» Required task
Count how many lines in the items below contain the string "leaf" and reply with only that count.

» Data supplied
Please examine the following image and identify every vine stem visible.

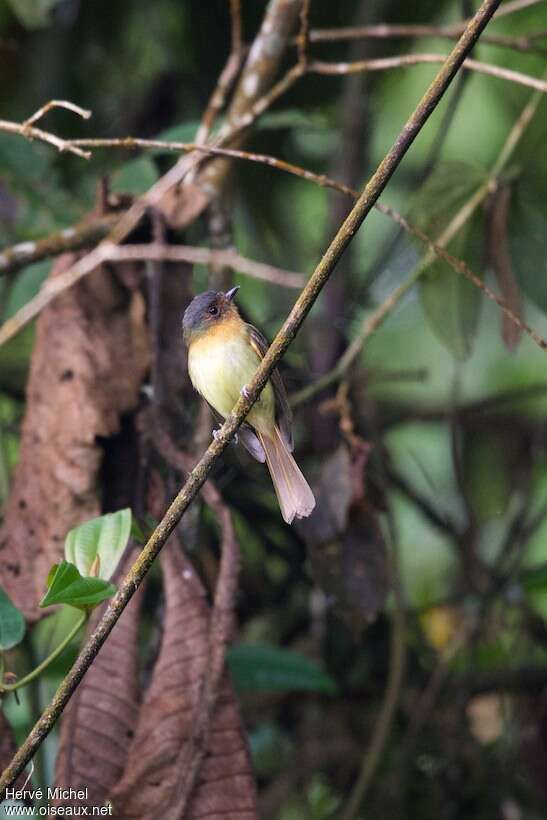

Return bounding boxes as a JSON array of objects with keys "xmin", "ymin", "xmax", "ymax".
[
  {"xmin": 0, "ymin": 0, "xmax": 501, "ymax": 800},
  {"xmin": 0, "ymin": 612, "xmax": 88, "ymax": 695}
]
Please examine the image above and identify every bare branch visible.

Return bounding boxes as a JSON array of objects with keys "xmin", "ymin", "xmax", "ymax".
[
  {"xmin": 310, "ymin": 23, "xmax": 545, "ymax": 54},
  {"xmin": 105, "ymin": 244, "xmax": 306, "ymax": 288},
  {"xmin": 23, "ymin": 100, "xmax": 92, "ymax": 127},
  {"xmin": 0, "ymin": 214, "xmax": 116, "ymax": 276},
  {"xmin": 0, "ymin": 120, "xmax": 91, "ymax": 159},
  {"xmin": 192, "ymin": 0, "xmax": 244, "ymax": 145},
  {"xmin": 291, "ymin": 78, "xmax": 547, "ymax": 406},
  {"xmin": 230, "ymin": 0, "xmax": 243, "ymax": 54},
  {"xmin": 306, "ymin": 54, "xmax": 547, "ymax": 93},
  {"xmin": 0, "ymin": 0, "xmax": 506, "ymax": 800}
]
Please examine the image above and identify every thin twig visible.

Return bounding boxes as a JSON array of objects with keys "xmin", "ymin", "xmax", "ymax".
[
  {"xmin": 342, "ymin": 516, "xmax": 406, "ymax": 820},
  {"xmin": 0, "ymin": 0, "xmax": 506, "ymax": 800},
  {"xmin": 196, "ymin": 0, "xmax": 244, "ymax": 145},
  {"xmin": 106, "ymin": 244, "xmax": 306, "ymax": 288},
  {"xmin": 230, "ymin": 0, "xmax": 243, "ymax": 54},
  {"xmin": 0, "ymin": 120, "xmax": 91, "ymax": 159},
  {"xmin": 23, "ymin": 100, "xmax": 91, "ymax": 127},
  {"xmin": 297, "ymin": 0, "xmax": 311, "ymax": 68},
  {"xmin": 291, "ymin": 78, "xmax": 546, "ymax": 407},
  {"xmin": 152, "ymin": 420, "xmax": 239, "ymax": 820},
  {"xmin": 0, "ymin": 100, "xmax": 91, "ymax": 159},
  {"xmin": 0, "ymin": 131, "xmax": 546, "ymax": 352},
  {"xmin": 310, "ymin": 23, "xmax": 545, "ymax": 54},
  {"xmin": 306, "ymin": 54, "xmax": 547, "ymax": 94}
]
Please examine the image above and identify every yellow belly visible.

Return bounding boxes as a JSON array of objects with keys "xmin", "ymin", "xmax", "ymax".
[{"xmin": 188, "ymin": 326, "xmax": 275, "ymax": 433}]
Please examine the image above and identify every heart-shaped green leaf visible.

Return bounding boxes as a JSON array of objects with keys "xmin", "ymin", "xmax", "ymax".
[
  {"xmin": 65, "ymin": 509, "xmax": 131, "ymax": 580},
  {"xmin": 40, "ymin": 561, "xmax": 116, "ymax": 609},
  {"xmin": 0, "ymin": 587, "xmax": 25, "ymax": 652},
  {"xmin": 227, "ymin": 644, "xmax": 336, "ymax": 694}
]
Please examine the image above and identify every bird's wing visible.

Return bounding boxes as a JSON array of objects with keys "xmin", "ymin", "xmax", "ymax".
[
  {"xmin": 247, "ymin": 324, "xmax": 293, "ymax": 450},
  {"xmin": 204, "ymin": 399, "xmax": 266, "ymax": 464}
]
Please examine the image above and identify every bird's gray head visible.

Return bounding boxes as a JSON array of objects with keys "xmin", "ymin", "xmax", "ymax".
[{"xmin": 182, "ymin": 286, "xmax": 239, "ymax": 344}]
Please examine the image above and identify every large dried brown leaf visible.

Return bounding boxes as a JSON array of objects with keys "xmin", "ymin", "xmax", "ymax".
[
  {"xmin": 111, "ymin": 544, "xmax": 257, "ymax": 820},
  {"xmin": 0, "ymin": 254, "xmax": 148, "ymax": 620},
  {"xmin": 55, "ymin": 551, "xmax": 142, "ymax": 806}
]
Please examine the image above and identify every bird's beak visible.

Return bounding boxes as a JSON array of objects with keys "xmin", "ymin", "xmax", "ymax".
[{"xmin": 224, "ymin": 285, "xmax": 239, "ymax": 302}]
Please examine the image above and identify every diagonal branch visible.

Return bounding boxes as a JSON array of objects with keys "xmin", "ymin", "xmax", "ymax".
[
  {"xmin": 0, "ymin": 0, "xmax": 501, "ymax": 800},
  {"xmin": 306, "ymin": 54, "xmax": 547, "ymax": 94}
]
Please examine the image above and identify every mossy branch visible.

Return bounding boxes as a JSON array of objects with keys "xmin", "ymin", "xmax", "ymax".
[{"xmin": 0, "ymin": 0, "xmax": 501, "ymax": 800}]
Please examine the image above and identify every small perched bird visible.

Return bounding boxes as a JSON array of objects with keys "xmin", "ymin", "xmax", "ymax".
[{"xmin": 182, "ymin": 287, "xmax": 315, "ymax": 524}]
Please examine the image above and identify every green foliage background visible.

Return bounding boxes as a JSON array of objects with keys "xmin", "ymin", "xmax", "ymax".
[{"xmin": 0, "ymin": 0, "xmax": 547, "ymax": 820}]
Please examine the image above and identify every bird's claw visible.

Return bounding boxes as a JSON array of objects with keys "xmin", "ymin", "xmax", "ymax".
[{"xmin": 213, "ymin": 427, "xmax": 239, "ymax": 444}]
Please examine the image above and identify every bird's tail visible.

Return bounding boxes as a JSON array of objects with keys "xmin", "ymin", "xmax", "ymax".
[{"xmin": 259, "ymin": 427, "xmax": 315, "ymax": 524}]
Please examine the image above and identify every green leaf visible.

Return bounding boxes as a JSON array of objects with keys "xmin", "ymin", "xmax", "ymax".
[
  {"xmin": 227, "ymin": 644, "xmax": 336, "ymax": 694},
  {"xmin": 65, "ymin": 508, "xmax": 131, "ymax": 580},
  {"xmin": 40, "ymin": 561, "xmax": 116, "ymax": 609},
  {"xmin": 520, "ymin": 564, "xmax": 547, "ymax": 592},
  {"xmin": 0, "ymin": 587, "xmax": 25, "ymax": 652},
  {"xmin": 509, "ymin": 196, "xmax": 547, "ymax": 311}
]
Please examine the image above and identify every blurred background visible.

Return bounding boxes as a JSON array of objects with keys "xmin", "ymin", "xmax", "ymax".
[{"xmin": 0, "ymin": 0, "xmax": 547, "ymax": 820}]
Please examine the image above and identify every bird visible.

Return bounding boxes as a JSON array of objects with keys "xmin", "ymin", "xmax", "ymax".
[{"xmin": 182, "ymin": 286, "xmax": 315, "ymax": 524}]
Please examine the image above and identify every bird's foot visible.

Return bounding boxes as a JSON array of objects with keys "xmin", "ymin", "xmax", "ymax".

» Written solution
3